AUSGEWÄHLTER TEXT:
Dann schwebt man in der Luft

Verkehr Unser Autor fuhr mit der Bahn von Warschau nach Minsk. Und verlor in der Nacht seine Spur

Der Bahnhof von Brest Foto: imago

BREST taz | Plong. Willkommen im Niemandsland. Plong. Eine Halle in Brest, Grenzbahnhof, fahles Licht, Ruß an den Wänden. Plong. Ein Arbeiter macht sich von außen am Zug zu schaffen, mit dem Vorschlaghammer schlägt er gegen die Radachsen. Plong. Noch fünf Stunden bis Minsk, fürs Erste ist die Nacht aber schon vorbei.

Es mag noch mehr Gründe geben, den Nachtzug von Warschau nach Minsk zu nehmen. Die alten Liegewagen sowjetischer Bauart, geräumiger als die deutschen, mit Blümchengardinen an den Fenstern. Der Samowar im Abteil der Schaffnerin, die am Morgen heißes Teewasser ausschenkt. Der Sonnenaufgang mit Blick auf Holzhütten und Birkenwälder. Das eigentliche Argument für den Nachtzug Warschau–Minsk ist aber dieser Zwischenhalt, nach Mitternacht am Bahnhof von Brest.

DATENSÄTZE:

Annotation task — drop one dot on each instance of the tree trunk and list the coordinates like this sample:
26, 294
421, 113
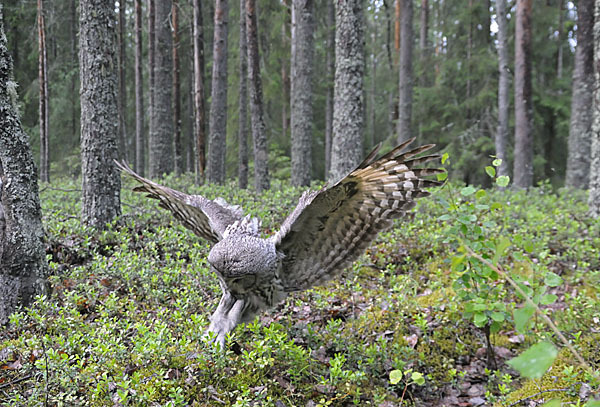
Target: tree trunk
406, 72
151, 70
123, 144
23, 265
261, 153
218, 105
139, 93
303, 18
501, 139
594, 196
161, 135
580, 127
330, 77
176, 91
99, 87
348, 116
199, 93
43, 102
523, 165
243, 103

AUFGABENSTELLUNG:
1. Prüfe, ob die folgenden Aussagen mit dem Text über den Nachtzug von Warschau nach Minsk übereinstimmen: (a) Der Autor fuhr mit der Bahn von Warschau nach Minsk. (b) Die sowjetischen Liegewagen sind enger als die deutschen. (c) Der Zwischenhalt in Brest liegt vor Mitternacht. Antworte jeweils mit Ja oder Nein und zitiere die entscheidenden Worte des Textes wörtlich.
2. Fasse den Text über den Nachtzug von Warschau nach Minsk in zwei Sätzen zusammen.
Die Einträge stammen aus einer anderen Quelle als der Text.

VOLLSTÄNDIGE LÖSUNGEN:
1.
(a) Ja: „Unser Autor fuhr mit der Bahn von Warschau nach Minsk.“
(b) Nein: „geräumiger als die deutschen“
(c) Nein: „nach Mitternacht am Bahnhof von Brest“

2. Auf der Fahrt von Warschau nach Minsk hält der Nachtzug nach Mitternacht am Grenzbahnhof Brest, wo ein Arbeiter mit dem Vorschlaghammer gegen die Radachsen schlägt. Neben den alten Liegewagen sowjetischer Bauart, dem Samowar der Schaffnerin und dem Sonnenaufgang über Holzhütten und Birkenwäldern ist dieser Zwischenhalt das eigentliche Argument für den Zug.